───── Data for this task
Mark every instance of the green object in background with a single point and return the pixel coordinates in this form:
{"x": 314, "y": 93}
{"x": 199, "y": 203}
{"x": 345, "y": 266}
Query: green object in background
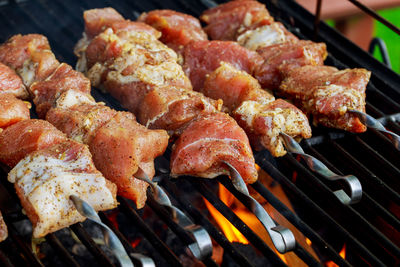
{"x": 391, "y": 39}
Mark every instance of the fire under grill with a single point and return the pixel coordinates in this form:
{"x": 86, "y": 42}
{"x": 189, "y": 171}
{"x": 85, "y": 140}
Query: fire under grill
{"x": 327, "y": 232}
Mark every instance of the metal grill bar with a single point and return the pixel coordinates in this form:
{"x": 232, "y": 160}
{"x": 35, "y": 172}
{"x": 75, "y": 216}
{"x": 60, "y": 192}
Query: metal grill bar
{"x": 199, "y": 218}
{"x": 202, "y": 188}
{"x": 62, "y": 251}
{"x": 87, "y": 240}
{"x": 159, "y": 245}
{"x": 299, "y": 224}
{"x": 282, "y": 179}
{"x": 381, "y": 102}
{"x": 299, "y": 251}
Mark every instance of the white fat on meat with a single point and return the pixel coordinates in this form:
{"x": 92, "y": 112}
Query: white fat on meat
{"x": 80, "y": 52}
{"x": 356, "y": 98}
{"x": 211, "y": 173}
{"x": 47, "y": 183}
{"x": 262, "y": 36}
{"x": 27, "y": 72}
{"x": 278, "y": 120}
{"x": 72, "y": 98}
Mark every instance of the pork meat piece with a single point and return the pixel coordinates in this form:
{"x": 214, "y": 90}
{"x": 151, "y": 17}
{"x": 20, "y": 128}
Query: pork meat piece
{"x": 3, "y": 229}
{"x": 228, "y": 20}
{"x": 177, "y": 29}
{"x": 25, "y": 137}
{"x": 234, "y": 87}
{"x": 45, "y": 180}
{"x": 12, "y": 110}
{"x": 171, "y": 108}
{"x": 327, "y": 93}
{"x": 256, "y": 111}
{"x": 266, "y": 35}
{"x": 264, "y": 123}
{"x": 209, "y": 140}
{"x": 11, "y": 83}
{"x": 203, "y": 57}
{"x": 64, "y": 78}
{"x": 30, "y": 56}
{"x": 121, "y": 146}
{"x": 281, "y": 58}
{"x": 79, "y": 121}
{"x": 131, "y": 66}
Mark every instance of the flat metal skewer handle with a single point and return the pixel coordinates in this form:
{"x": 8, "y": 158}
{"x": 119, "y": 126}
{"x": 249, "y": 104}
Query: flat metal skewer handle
{"x": 283, "y": 239}
{"x": 111, "y": 240}
{"x": 202, "y": 247}
{"x": 317, "y": 166}
{"x": 370, "y": 122}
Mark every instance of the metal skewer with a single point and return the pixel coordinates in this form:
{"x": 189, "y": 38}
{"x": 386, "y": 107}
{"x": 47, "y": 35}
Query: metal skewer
{"x": 111, "y": 240}
{"x": 370, "y": 122}
{"x": 202, "y": 247}
{"x": 317, "y": 166}
{"x": 283, "y": 239}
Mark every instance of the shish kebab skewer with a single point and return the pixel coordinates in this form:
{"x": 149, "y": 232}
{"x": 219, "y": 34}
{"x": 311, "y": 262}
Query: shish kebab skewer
{"x": 168, "y": 89}
{"x": 216, "y": 69}
{"x": 71, "y": 109}
{"x": 47, "y": 168}
{"x": 119, "y": 144}
{"x": 334, "y": 98}
{"x": 39, "y": 209}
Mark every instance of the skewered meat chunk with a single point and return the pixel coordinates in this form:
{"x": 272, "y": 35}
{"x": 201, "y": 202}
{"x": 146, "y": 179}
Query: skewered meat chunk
{"x": 3, "y": 229}
{"x": 228, "y": 20}
{"x": 30, "y": 56}
{"x": 64, "y": 78}
{"x": 97, "y": 20}
{"x": 64, "y": 96}
{"x": 328, "y": 93}
{"x": 135, "y": 67}
{"x": 11, "y": 83}
{"x": 203, "y": 57}
{"x": 281, "y": 58}
{"x": 120, "y": 147}
{"x": 266, "y": 35}
{"x": 256, "y": 111}
{"x": 177, "y": 29}
{"x": 45, "y": 179}
{"x": 24, "y": 137}
{"x": 264, "y": 123}
{"x": 234, "y": 87}
{"x": 170, "y": 108}
{"x": 202, "y": 146}
{"x": 12, "y": 110}
{"x": 80, "y": 121}
{"x": 132, "y": 64}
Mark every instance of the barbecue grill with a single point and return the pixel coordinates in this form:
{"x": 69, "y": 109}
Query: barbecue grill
{"x": 368, "y": 230}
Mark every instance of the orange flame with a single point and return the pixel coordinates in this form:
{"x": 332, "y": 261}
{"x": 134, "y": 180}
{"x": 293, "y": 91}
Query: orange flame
{"x": 230, "y": 231}
{"x": 112, "y": 216}
{"x": 135, "y": 242}
{"x": 342, "y": 254}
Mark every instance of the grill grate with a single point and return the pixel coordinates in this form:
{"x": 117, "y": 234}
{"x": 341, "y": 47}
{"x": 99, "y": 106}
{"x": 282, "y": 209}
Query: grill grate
{"x": 370, "y": 228}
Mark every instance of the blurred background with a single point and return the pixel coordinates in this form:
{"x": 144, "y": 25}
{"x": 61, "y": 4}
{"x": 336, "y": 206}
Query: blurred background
{"x": 361, "y": 28}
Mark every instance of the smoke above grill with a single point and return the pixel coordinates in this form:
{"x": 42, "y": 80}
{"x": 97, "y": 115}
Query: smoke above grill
{"x": 328, "y": 232}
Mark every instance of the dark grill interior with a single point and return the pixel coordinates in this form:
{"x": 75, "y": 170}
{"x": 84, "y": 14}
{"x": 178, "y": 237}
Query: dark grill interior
{"x": 370, "y": 229}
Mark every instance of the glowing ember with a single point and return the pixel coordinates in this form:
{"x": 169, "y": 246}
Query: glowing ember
{"x": 230, "y": 231}
{"x": 112, "y": 216}
{"x": 135, "y": 242}
{"x": 342, "y": 254}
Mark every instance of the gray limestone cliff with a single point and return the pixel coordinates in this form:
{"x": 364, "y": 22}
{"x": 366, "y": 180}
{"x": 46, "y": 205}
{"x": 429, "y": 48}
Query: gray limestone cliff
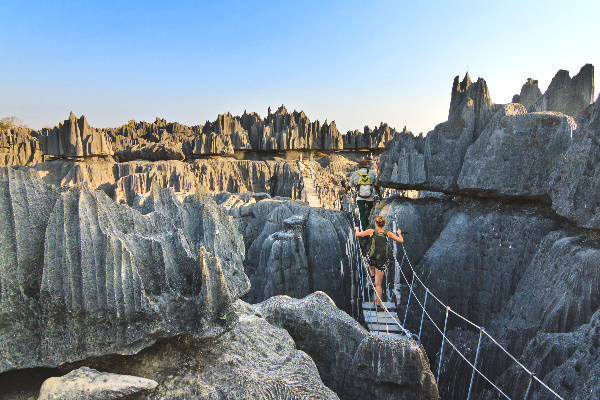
{"x": 291, "y": 248}
{"x": 20, "y": 146}
{"x": 568, "y": 95}
{"x": 530, "y": 93}
{"x": 353, "y": 363}
{"x": 83, "y": 276}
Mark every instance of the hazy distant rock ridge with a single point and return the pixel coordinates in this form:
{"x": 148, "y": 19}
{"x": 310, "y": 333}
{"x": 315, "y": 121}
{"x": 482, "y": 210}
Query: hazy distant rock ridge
{"x": 75, "y": 138}
{"x": 370, "y": 139}
{"x": 172, "y": 138}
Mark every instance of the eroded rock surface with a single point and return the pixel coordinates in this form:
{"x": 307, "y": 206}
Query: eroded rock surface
{"x": 106, "y": 278}
{"x": 75, "y": 138}
{"x": 568, "y": 95}
{"x": 355, "y": 364}
{"x": 292, "y": 249}
{"x": 87, "y": 383}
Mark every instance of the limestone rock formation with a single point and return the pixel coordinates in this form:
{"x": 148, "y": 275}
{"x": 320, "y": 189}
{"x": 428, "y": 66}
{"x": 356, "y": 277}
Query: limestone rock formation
{"x": 522, "y": 272}
{"x": 129, "y": 141}
{"x": 517, "y": 154}
{"x": 278, "y": 131}
{"x": 355, "y": 364}
{"x": 106, "y": 278}
{"x": 293, "y": 249}
{"x": 568, "y": 95}
{"x": 93, "y": 385}
{"x": 575, "y": 180}
{"x": 20, "y": 146}
{"x": 370, "y": 139}
{"x": 434, "y": 162}
{"x": 153, "y": 152}
{"x": 530, "y": 93}
{"x": 126, "y": 181}
{"x": 253, "y": 360}
{"x": 75, "y": 138}
{"x": 25, "y": 205}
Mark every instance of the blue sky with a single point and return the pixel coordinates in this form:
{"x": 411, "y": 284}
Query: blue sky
{"x": 358, "y": 63}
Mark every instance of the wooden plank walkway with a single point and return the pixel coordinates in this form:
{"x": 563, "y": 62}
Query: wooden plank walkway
{"x": 309, "y": 186}
{"x": 380, "y": 322}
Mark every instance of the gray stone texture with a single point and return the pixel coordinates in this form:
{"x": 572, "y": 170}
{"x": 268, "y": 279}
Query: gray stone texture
{"x": 253, "y": 360}
{"x": 568, "y": 95}
{"x": 75, "y": 138}
{"x": 434, "y": 161}
{"x": 525, "y": 274}
{"x": 20, "y": 146}
{"x": 516, "y": 153}
{"x": 353, "y": 363}
{"x": 503, "y": 151}
{"x": 81, "y": 275}
{"x": 124, "y": 182}
{"x": 292, "y": 249}
{"x": 87, "y": 383}
{"x": 25, "y": 205}
{"x": 530, "y": 93}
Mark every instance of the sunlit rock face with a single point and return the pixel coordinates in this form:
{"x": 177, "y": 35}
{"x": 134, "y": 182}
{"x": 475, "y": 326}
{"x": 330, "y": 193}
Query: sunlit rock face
{"x": 75, "y": 138}
{"x": 530, "y": 93}
{"x": 20, "y": 146}
{"x": 82, "y": 275}
{"x": 568, "y": 95}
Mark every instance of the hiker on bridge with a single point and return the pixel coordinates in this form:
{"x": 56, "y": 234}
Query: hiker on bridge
{"x": 378, "y": 254}
{"x": 364, "y": 181}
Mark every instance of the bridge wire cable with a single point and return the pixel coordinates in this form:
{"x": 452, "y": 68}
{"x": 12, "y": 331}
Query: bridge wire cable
{"x": 476, "y": 326}
{"x": 371, "y": 286}
{"x": 443, "y": 333}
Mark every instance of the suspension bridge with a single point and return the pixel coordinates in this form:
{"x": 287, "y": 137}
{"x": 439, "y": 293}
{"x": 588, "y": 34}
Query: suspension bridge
{"x": 393, "y": 319}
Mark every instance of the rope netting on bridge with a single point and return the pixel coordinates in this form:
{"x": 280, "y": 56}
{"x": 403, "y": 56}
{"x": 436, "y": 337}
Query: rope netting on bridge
{"x": 367, "y": 291}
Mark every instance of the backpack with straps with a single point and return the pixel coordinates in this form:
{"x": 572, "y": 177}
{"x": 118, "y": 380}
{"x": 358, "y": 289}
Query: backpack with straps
{"x": 365, "y": 185}
{"x": 378, "y": 255}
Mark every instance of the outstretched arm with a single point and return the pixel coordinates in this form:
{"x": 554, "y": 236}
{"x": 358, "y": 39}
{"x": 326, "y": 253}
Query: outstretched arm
{"x": 368, "y": 232}
{"x": 397, "y": 238}
{"x": 345, "y": 191}
{"x": 378, "y": 192}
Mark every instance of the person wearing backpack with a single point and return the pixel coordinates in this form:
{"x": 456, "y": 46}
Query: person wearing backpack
{"x": 379, "y": 253}
{"x": 364, "y": 181}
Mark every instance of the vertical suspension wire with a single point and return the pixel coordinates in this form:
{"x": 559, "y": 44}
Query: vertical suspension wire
{"x": 442, "y": 348}
{"x": 408, "y": 302}
{"x": 423, "y": 314}
{"x": 475, "y": 363}
{"x": 528, "y": 393}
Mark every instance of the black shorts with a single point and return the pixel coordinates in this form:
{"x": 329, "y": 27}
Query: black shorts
{"x": 381, "y": 268}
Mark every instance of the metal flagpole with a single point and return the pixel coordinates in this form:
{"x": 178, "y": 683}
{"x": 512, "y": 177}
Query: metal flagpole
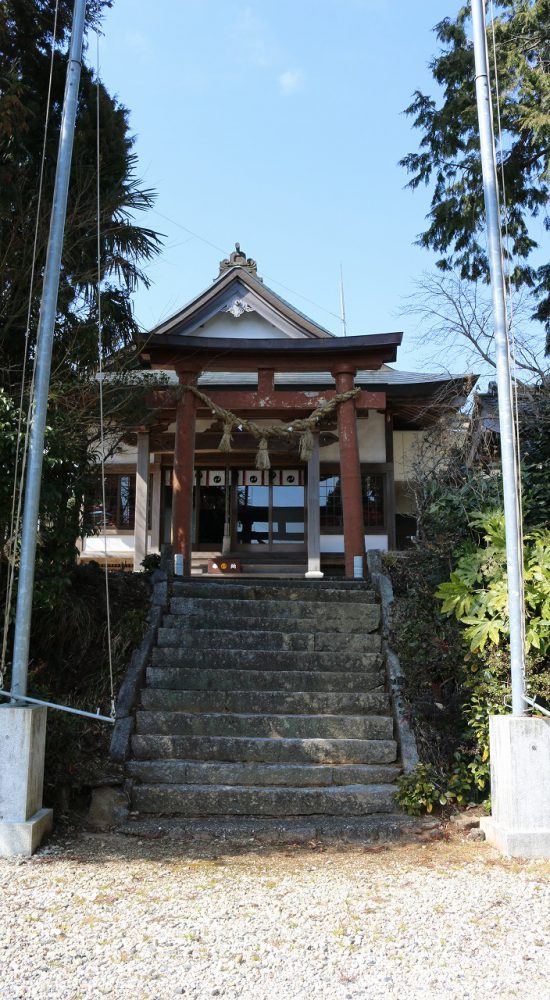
{"x": 46, "y": 325}
{"x": 514, "y": 554}
{"x": 342, "y": 303}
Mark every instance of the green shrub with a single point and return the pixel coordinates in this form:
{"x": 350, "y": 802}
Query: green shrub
{"x": 477, "y": 592}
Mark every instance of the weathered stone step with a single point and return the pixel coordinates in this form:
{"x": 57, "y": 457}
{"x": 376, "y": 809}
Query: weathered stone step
{"x": 230, "y": 800}
{"x": 221, "y": 638}
{"x": 272, "y": 590}
{"x": 269, "y": 750}
{"x": 220, "y": 679}
{"x": 180, "y": 772}
{"x": 299, "y": 702}
{"x": 242, "y": 830}
{"x": 367, "y": 614}
{"x": 217, "y": 619}
{"x": 251, "y": 659}
{"x": 358, "y": 727}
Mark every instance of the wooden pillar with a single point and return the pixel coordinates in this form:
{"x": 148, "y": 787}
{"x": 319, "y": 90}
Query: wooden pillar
{"x": 156, "y": 495}
{"x": 142, "y": 498}
{"x": 390, "y": 485}
{"x": 350, "y": 471}
{"x": 184, "y": 475}
{"x": 313, "y": 514}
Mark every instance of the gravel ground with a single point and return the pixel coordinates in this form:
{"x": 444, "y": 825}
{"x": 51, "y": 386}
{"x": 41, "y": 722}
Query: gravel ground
{"x": 101, "y": 915}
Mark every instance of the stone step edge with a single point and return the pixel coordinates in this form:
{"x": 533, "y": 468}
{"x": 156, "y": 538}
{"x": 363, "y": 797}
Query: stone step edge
{"x": 376, "y": 828}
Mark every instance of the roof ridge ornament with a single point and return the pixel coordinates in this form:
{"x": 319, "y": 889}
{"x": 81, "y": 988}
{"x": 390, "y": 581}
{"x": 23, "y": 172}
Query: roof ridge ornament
{"x": 239, "y": 259}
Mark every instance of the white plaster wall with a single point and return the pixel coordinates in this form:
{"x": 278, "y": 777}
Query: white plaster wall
{"x": 248, "y": 326}
{"x": 117, "y": 545}
{"x": 335, "y": 543}
{"x": 372, "y": 440}
{"x": 405, "y": 445}
{"x": 404, "y": 503}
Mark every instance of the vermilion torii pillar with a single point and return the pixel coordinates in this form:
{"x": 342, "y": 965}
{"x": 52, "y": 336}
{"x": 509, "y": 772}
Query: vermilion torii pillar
{"x": 184, "y": 475}
{"x": 350, "y": 470}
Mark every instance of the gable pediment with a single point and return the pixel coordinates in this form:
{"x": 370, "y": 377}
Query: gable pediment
{"x": 238, "y": 305}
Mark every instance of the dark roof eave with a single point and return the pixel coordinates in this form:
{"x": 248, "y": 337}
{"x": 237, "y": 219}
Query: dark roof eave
{"x": 333, "y": 345}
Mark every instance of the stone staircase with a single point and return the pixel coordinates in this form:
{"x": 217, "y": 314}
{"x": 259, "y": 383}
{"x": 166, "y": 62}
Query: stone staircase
{"x": 265, "y": 713}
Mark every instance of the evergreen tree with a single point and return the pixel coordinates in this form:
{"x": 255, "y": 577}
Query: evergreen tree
{"x": 449, "y": 156}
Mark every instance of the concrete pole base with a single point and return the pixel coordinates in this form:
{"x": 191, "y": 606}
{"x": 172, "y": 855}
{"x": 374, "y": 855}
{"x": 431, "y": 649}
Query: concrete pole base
{"x": 519, "y": 825}
{"x": 23, "y": 821}
{"x": 23, "y": 839}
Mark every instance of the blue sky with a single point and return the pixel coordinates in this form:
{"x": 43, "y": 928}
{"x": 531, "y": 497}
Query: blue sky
{"x": 280, "y": 125}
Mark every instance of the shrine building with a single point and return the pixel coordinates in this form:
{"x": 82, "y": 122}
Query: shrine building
{"x": 289, "y": 494}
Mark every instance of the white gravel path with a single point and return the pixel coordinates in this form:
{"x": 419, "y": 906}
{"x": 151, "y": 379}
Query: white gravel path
{"x": 104, "y": 916}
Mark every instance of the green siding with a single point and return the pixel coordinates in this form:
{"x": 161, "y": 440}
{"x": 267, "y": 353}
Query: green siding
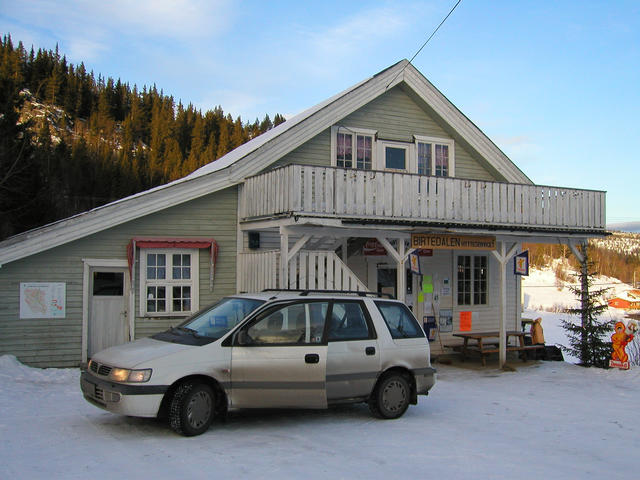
{"x": 316, "y": 151}
{"x": 58, "y": 342}
{"x": 395, "y": 116}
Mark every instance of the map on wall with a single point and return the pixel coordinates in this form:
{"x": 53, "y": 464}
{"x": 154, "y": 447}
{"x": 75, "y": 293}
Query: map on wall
{"x": 42, "y": 300}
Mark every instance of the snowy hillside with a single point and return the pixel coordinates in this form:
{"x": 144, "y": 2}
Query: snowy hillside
{"x": 547, "y": 298}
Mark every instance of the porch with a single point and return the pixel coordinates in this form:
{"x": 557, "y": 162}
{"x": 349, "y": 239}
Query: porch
{"x": 379, "y": 196}
{"x": 312, "y": 222}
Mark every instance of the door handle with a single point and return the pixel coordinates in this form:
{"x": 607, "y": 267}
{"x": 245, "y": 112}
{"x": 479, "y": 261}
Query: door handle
{"x": 312, "y": 358}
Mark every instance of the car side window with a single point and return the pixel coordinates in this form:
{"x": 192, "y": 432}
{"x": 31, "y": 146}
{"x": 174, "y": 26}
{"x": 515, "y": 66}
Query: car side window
{"x": 292, "y": 324}
{"x": 348, "y": 322}
{"x": 400, "y": 321}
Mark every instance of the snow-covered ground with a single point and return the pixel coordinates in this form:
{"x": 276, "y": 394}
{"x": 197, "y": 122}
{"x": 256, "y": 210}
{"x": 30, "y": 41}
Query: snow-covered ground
{"x": 546, "y": 420}
{"x": 546, "y": 298}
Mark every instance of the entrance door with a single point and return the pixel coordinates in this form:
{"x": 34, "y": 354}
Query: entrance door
{"x": 108, "y": 302}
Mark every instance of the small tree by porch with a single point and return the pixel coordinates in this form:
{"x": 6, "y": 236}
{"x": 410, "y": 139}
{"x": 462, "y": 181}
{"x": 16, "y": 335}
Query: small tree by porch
{"x": 587, "y": 340}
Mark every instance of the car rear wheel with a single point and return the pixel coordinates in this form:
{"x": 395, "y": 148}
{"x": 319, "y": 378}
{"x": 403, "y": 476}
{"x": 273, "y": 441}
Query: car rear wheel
{"x": 391, "y": 396}
{"x": 192, "y": 409}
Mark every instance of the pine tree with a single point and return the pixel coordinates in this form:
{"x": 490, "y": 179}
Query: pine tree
{"x": 589, "y": 341}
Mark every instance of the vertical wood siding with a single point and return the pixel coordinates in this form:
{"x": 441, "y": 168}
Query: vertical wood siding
{"x": 394, "y": 115}
{"x": 57, "y": 343}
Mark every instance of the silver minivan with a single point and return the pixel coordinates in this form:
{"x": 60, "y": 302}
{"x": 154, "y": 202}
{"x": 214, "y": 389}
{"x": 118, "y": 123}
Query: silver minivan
{"x": 296, "y": 349}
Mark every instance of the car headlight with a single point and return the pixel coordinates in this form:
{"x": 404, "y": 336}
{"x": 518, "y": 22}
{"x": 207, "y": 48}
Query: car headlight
{"x": 126, "y": 375}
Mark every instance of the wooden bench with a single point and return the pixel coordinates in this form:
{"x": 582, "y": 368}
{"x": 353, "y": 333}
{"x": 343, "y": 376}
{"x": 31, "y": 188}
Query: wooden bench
{"x": 485, "y": 348}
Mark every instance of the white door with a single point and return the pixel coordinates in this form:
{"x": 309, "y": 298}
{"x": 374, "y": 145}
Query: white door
{"x": 108, "y": 303}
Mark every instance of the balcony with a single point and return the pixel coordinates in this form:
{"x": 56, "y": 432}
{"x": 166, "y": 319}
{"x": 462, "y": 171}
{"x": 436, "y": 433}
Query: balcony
{"x": 385, "y": 197}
──────────
__Instructions for the task__. Could you print, exactly and with nothing else, the lines from the one containing "Query: wooden bench" through the last line of the records above?

__Written solution__.
Query: wooden bench
{"x": 485, "y": 348}
Mark every instance of the white door with a single point and return the pixel coordinates in this form:
{"x": 309, "y": 298}
{"x": 374, "y": 145}
Query: white door
{"x": 108, "y": 303}
Mark every instance of the balcony with a single point and return the pixel coordinates in this form:
{"x": 56, "y": 432}
{"x": 166, "y": 319}
{"x": 462, "y": 171}
{"x": 436, "y": 433}
Query: balcony
{"x": 385, "y": 197}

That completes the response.